TASK REQUIREMENTS: Report every line below that contains the word "positive", copying each one in full.

======== RECORDS SUPPLIED ========

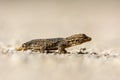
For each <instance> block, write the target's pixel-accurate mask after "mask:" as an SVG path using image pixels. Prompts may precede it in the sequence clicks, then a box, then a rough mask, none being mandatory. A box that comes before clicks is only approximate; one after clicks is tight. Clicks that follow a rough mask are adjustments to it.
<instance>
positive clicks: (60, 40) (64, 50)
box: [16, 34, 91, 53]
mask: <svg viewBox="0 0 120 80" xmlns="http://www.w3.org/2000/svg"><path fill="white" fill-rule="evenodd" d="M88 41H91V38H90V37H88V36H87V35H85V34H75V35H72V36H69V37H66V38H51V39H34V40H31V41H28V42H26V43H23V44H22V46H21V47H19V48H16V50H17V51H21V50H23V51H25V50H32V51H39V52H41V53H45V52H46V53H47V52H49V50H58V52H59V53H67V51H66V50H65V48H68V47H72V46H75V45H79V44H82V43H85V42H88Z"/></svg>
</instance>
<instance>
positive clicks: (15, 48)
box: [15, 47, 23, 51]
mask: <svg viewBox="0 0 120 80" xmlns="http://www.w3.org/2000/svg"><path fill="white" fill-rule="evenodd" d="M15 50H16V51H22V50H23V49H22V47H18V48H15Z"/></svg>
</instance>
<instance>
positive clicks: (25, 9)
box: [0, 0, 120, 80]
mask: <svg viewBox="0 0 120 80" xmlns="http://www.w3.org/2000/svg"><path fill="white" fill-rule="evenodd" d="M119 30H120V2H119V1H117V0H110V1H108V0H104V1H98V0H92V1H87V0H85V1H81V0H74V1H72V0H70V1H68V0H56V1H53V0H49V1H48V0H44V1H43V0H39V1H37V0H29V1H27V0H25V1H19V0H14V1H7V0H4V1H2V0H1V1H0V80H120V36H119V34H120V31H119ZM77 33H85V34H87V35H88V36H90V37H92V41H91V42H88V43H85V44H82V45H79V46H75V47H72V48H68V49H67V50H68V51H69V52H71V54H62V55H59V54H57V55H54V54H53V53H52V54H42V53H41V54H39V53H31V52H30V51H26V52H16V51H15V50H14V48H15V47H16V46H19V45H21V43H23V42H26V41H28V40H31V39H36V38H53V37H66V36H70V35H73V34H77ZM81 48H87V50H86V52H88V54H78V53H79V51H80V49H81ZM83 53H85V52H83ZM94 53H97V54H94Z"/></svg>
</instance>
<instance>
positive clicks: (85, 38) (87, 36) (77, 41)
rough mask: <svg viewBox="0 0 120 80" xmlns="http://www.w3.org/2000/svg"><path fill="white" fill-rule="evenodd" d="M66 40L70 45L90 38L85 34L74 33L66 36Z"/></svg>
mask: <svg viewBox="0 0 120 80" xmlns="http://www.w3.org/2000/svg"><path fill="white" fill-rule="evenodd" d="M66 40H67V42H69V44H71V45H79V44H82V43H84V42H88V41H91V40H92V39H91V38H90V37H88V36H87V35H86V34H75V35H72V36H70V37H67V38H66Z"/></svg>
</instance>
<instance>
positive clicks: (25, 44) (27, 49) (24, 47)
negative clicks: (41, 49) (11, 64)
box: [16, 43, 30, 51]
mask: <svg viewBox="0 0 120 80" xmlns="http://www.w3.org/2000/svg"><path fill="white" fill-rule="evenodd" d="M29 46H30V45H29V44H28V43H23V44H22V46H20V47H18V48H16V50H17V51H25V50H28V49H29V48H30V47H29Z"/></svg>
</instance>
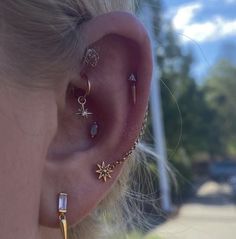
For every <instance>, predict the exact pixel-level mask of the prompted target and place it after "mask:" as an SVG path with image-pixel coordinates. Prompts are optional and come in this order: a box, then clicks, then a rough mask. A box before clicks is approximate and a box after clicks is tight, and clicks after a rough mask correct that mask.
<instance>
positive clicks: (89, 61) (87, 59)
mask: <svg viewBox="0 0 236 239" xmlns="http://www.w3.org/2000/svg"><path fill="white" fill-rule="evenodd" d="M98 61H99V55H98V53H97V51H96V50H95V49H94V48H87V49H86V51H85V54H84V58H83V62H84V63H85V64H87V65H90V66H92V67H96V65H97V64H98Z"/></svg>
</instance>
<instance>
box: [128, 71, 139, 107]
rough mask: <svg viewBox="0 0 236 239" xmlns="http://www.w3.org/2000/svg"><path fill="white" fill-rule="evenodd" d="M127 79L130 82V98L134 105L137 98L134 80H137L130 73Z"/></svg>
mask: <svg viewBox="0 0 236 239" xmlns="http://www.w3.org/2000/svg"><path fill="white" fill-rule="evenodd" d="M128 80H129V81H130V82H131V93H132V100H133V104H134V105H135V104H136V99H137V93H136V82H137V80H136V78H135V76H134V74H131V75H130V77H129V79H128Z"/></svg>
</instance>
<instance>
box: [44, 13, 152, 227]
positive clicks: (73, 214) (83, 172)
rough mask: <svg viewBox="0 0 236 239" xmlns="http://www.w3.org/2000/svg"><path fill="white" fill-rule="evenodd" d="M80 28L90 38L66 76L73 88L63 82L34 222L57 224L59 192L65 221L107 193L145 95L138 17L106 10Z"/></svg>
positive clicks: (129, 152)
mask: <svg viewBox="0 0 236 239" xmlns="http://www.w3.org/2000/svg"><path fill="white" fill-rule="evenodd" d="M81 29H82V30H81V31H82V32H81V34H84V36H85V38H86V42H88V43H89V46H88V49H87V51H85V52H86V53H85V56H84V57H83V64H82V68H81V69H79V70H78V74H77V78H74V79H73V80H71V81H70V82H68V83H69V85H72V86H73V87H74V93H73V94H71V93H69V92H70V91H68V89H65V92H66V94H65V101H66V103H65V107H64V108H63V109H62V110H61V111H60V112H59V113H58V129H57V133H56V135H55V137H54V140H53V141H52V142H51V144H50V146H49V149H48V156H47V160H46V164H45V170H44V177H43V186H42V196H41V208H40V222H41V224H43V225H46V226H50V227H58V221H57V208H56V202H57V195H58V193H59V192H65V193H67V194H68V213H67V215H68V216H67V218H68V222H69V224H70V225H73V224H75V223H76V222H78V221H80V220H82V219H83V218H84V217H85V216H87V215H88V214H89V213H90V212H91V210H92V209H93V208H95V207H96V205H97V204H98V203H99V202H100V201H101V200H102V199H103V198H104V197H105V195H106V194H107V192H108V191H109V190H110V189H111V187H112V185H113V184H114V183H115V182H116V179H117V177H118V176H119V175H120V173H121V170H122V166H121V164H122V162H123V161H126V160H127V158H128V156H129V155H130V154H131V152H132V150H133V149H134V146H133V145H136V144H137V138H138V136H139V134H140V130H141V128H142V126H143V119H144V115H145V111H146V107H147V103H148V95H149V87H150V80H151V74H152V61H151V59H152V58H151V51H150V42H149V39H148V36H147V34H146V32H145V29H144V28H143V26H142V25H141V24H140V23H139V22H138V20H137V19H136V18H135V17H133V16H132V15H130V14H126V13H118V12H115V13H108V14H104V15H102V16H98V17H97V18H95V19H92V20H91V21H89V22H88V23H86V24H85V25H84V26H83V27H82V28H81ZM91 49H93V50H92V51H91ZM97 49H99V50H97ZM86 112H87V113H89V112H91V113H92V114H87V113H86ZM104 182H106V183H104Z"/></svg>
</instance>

========

RESPONSE FOR THIS EXERCISE:
positive clicks: (60, 40) (64, 50)
positive clicks: (15, 48)
positive clicks: (25, 9)
positive clicks: (85, 38) (87, 36) (77, 41)
positive clicks: (25, 44) (27, 49) (24, 47)
positive clicks: (89, 61) (87, 59)
positive clicks: (73, 214) (83, 172)
positive clicks: (129, 152)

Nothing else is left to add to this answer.